## Instructions to follow
Only the lines from the one containing "Query: dirt field" through the last line below should be written out, exactly and with both ends kept.
- - - -
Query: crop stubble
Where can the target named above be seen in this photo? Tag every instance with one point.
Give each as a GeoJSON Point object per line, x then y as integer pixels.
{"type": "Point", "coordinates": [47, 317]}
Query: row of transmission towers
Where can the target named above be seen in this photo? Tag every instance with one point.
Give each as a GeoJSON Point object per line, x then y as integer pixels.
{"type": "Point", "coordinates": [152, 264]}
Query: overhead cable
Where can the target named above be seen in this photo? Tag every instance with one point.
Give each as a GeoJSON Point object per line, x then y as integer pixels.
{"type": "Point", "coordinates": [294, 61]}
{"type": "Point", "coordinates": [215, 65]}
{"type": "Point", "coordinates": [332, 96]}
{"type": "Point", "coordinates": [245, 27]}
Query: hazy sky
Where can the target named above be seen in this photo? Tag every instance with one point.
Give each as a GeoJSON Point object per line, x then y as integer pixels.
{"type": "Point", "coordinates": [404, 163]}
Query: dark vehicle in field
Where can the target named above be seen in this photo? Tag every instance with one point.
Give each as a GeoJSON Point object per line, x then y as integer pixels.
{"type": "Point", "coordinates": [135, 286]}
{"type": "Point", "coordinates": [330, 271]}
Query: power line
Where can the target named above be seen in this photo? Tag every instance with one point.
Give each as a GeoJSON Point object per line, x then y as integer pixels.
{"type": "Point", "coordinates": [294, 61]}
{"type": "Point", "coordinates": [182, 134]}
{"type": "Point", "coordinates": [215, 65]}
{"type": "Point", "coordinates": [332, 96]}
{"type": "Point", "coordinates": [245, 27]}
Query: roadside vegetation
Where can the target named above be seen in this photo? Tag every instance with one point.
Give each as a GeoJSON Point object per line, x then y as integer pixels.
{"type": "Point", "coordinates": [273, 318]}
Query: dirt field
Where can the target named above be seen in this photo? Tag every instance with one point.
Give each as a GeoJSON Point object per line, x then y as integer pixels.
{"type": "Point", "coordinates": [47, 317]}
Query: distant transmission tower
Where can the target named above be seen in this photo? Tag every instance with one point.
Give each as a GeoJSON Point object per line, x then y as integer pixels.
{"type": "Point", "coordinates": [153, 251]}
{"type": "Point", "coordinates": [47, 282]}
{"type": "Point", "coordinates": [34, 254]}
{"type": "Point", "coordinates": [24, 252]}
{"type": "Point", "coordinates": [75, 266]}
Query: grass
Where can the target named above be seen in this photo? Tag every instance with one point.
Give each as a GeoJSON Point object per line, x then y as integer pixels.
- - - -
## The solution
Query: dirt field
Where can the target named above be seen in this photo? Tag every instance with one point.
Give each as a GeoJSON Point object per line, x then y as integer pixels.
{"type": "Point", "coordinates": [47, 317]}
Query: distant transmission tower
Where can the target named above be seen in this photo? Tag every instance with one point.
Give each as a GeoJSON Point object per line, x then y as integer pixels.
{"type": "Point", "coordinates": [153, 251]}
{"type": "Point", "coordinates": [47, 282]}
{"type": "Point", "coordinates": [34, 254]}
{"type": "Point", "coordinates": [24, 252]}
{"type": "Point", "coordinates": [75, 266]}
Query: grass
Where can the target named above be seen in this photo? Tag every instance with one point.
Give each as a GeoJSON Point object per line, x then y as integer pixels.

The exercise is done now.